Texte fourni:
::::
5) a. En l'espèce, les images de vidéosurveillance produites confirment la description figurant au rapport. On y voit, à 7h55, un surveillant demander quelque chose au recourant, et ce dernier répondre en pointant le surveillant en premier avec le doigt, puis avec un pinceau, avant d'aller à sa place de travail. Le surveillant prend un téléphone dans sa poche et semble passer un appel. L'intéressé manipule alors un bol en terre, qui se casse, sans que l'on puisse percevoir une intention de la part du recourant. On voit alors qu'il y a un échange verbal entre le détenu et le surveillant, et qu'un autre détenu semble approuver les propos du recourant, cela en montrant la terre qu'il manipule. Le recourant travaille ensuite en manipulant un pinceau et le bol cassé.

À 7h58, trois surveillants entrent dans l'atelier et celui qui était présent initialement s'approche du recourant en lui parlant et en faisant un geste vers la sortie. Ce dernier se lève et parle en gesticulant. Le gardien initialement présent va vers la porte et l'ouvre en faisant signe au recourant de venir. Deux autres détenus interviennent, semblant montrer un désaccord avec les surveillants. Le recourant se rassied et recommence à peindre. Un autre détenu se lève et semble appuyer la position du recourant. Assis, l'intéressé continue à peindre, à parler et à gesticuler.

À 8h02, le recourant se lève et s'approche du gardien initialement présent en agitant son pinceau devant lui. Il se rassied, et les quatre autres gardiens présents s'approchent du recourant. L'un d'eux le prend par la main, ce à quoi le recourant résiste en se levant. Les autres gardiens interviennent. L'un d'eux se fait pousser sur la place de travail par le recourant, lequel est retenu par un autre gardien qui lui tient la taille. Le recourant est alors couché à terre et entravé, pendant que le gardien qui était bousculé sur la table manifeste des signes de douleur, se retient et se couche par terre. À ce moment d'autres gardiens arrivent en renfort et le nombre d'intervenants ne permet plus de voir le recourant. On repère seulement que le surveillant blessé est pris en charge.

Par la suite, on voit encore que l'intéressé est entravé, alors qu'un infirmier vient s'occuper du blessé, lequel est évacué sur un fauteuil roulant.

À 8h24, le recourant quitte l'atelier, en marchant, avec des gardiens qui le tiennent.

Les images de la caméra placée dans le couloir permettent de voir le recourant, à sa sortie, faire un mouvement de la tête pouvant être celui que l'on fait en crachant.
::::
Données fournies:
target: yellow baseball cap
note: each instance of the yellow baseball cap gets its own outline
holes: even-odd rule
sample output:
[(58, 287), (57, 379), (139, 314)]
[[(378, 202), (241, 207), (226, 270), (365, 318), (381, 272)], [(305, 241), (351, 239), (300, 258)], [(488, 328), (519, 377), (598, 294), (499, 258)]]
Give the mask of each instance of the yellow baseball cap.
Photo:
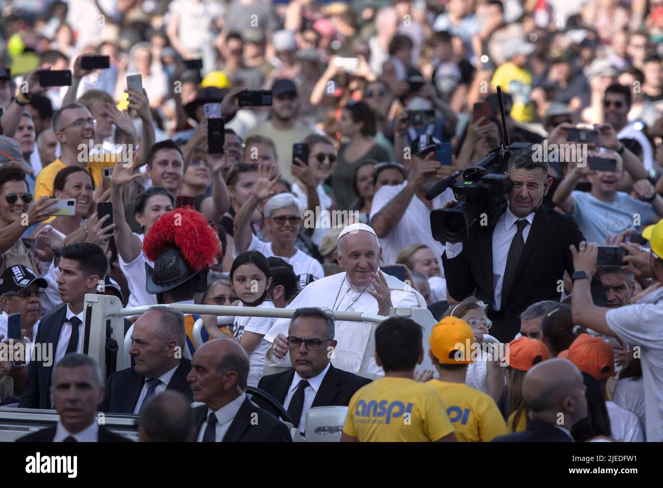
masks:
[(433, 355), (443, 365), (469, 365), (472, 363), (474, 343), (472, 327), (457, 317), (445, 317), (433, 327), (428, 338)]
[(642, 231), (642, 237), (649, 240), (654, 254), (663, 259), (663, 219), (655, 225), (645, 227)]

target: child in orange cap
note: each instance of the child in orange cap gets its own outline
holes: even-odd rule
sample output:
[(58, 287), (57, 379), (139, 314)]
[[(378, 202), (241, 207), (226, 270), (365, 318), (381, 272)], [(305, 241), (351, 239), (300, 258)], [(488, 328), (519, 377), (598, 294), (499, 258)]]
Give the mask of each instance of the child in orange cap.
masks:
[(507, 426), (512, 432), (527, 428), (527, 410), (522, 397), (522, 378), (534, 365), (548, 359), (546, 345), (536, 339), (518, 337), (509, 343), (507, 350), (507, 386), (508, 412)]
[(601, 336), (581, 334), (558, 357), (566, 358), (581, 371), (591, 375), (599, 382), (610, 417), (612, 436), (616, 440), (620, 442), (644, 440), (638, 417), (614, 402), (606, 401), (606, 383), (609, 378), (615, 376), (615, 356), (610, 345)]
[(472, 328), (463, 320), (447, 317), (433, 327), (428, 356), (440, 379), (426, 384), (434, 388), (447, 406), (447, 415), (461, 442), (489, 442), (509, 433), (495, 400), (465, 384), (472, 363), (467, 345), (474, 343)]

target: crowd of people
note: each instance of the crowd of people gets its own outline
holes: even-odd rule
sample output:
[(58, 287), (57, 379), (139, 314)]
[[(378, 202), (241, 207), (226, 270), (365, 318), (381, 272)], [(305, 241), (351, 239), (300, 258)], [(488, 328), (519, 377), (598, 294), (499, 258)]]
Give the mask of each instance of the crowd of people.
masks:
[[(302, 432), (348, 406), (344, 442), (663, 440), (659, 0), (2, 13), (0, 341), (54, 353), (0, 356), (0, 406), (60, 414), (26, 440), (120, 440), (103, 412), (141, 440), (290, 441), (247, 386)], [(508, 185), (440, 238), (431, 212), (471, 201), (426, 194), (507, 133)], [(152, 306), (108, 378), (82, 354), (95, 293)], [(193, 303), (257, 315), (163, 306)], [(330, 313), (394, 307), (430, 337)]]

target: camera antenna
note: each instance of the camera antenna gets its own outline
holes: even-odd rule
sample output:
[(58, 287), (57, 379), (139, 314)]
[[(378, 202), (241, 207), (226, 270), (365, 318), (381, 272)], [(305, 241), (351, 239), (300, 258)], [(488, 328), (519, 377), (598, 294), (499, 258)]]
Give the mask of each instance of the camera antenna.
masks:
[(507, 131), (507, 116), (504, 112), (504, 100), (502, 98), (502, 87), (497, 85), (497, 100), (499, 101), (499, 112), (502, 116), (502, 143), (509, 146), (511, 145), (511, 141), (509, 138), (509, 132)]

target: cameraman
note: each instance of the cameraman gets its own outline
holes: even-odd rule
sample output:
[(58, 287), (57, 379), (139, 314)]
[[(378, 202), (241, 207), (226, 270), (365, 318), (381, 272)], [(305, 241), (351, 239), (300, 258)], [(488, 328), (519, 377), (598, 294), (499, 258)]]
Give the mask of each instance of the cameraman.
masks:
[(467, 240), (447, 242), (442, 254), (450, 295), (460, 301), (476, 288), (477, 297), (491, 305), (491, 332), (503, 343), (518, 333), (518, 317), (528, 305), (560, 300), (564, 270), (573, 273), (569, 245), (583, 238), (573, 218), (541, 204), (552, 179), (548, 163), (533, 161), (534, 153), (512, 152), (513, 189), (495, 226), (471, 224)]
::::
Consigne écrite A: Relevez toutes les heures indiquées dans le texte fourni, dans leur ordre d'apparition.
Consigne écrite B: Transcrivez le passage du texte fourni qui commence par « Les images de la » et se poursuit jusqu'à « fait en crachant. » inclus.

Corrigé de l'exercice A: 7h55, 7h58, 8h02, 8h24

Corrigé de l'exercice B:
Les images de la caméra placée dans le couloir permettent de voir le recourant, à sa sortie, faire un mouvement de la tête pouvant être celui que l'on fait en crachant.